Quoted passage start

The offer to purchase is on that basis
unenforceable and the fifth respondent would not permit the transfer
of the property to
the applicants until the attachment has been
uplifted namely, the judgment debt has been satisfied.
[12]
The respondents further state that the applicants are not entitled to
interfere with or undermine
the respondents’ real rights to the
attached property therefore the relief sought to interdict the
transfer of the property
to the respondents is unsound. Furthermore,
the requirements for a final interdict have also not been made out in
the applicants’
affidavit.
[13]
In the replying affidavit, the applicants insist that they have shown
that they have direct and
substantial legal interest in the subject
matter of the application in the sense that they are prejudicially
affected by the court
order. The court order was indeed granted
erroneously because their offer was not brought to the attention of
the court which would
have been a sufficient factor to be considered
by the court to protect the interests of both the parties.
[14]
Then in argument, the applicants aver that the application is
premised on the provisions of rule
42(1) (a). It is also the
applicants’ case that in the alternative to the orders sought
in the notice of motion, the matter
should be remitted back to court
and the parties be informed that the matter will be heard in terms of
rule 46A (9)6).
[15]
Thus was in short the submissions made by the respective parties.
[16]
In terms of rule 42 (1) (a) any party affected by an order
erroneously obtained or granted in
their absence may apply to the
court for a variation or rescission of the impugned order. The
requirements to be met by an applicant
who seeks to rescind an order
on the basis that it was erroneously granted in their absence were
alluded to by Corbett, J reciting
the
provisions
of rule 42(1) (a)
in
United
Watch & Diamond Co v Disa Hotels
[2]
where he said
:
“
an
applicant for an order setting aside or varying a judgment or order
of Court must show, in order to establish locus standi,
that he
has an interest in the subject-matter of the judgment or order
sufficiently direct and substantial to have entitled him
to intervene
in the original application upon which the judgment was given or
order granted”.
[17]
The principle was recently restated in
Zuma
v Secretary of the Judicial Commission of Inquiry into Allegations of
State Capture, Corruption and Fraud in the Public Sector
Including
Organs of State and Others
[3]
as follows:
“
[50] …when
a rescission application is brought, a litigant must meet the
jurisdictional requirements for rescission, set
out in rule 42(1)(a)
or the common law, before a court can exercise its discretion to
rescind an order.”
[18]
It is common cause that the process in terms of which the property
was sold in execution is in
line with provisions of rule 46A (1) and
(2) which provide thus:
“
(1)

Quoted passage end

** Required tasks **
• a. In the judgment excerpt, which case is Corbett, J cited from when setting out the requirements under rule 42(1)(a)?
• b. Say whether each statement agrees with the judgment excerpt, answering yes or no and quoting the words that decide it: (i) The fifth respondent would allow the property to be transferred to the applicants before the judgment debt is satisfied. (ii) The applicants say their offer was not brought to the court's attention. (iii) It is common cause that the sale in execution followed rule 46A (1) and (2).

Dataset extract start

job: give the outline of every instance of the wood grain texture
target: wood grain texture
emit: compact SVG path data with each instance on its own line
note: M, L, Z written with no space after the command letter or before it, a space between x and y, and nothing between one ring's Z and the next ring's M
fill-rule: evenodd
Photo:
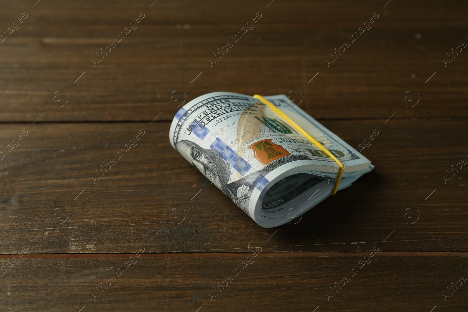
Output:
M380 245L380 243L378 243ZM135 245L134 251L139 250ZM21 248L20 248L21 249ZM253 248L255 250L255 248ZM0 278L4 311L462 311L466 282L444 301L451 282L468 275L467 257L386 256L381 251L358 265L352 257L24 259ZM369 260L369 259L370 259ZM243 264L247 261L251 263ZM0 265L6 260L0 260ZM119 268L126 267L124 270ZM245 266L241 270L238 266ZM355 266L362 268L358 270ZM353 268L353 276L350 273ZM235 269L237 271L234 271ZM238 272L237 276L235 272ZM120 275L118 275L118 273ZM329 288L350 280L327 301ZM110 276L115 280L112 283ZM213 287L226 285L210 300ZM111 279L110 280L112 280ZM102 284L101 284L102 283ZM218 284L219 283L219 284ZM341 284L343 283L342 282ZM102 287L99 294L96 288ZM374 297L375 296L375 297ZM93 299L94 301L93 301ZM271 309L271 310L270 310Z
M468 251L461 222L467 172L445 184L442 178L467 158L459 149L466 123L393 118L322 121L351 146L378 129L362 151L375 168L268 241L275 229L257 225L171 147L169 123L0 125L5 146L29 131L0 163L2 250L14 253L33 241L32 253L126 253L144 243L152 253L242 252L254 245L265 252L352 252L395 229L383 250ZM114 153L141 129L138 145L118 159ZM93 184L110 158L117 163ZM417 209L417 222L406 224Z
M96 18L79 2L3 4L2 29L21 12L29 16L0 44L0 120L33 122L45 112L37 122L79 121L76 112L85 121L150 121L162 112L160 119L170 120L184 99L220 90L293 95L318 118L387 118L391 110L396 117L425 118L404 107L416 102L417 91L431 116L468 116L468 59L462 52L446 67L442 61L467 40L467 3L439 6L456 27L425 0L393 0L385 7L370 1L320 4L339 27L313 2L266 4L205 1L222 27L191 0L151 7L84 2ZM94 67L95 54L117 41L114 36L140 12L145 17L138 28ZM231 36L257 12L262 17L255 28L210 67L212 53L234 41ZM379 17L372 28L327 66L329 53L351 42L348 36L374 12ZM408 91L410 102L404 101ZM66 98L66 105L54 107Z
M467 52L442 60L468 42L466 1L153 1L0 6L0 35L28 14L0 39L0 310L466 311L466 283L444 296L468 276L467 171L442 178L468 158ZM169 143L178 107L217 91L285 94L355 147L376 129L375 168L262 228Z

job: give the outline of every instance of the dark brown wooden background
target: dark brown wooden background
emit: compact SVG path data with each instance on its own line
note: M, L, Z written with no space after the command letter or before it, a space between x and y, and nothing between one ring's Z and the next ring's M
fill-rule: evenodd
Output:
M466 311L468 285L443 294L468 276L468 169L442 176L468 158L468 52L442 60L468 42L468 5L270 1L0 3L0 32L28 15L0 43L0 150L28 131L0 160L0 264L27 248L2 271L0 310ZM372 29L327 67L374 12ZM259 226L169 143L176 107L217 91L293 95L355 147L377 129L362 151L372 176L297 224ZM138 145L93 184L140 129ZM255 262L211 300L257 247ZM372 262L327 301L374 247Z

Dataset extract end

** Per-task answers **
• a. United Watch & Diamond Co v Disa Hotels.

• b.
(i) No: "the fifth respondent would not permit the transfer of the property to the applicants until the attachment has been uplifted"
(ii) Yes: "their offer was not brought to the attention of the court"
(iii) Yes: "It is common cause that the process in terms of which the property was sold in execution is in line with provisions of rule 46A (1) and (2)"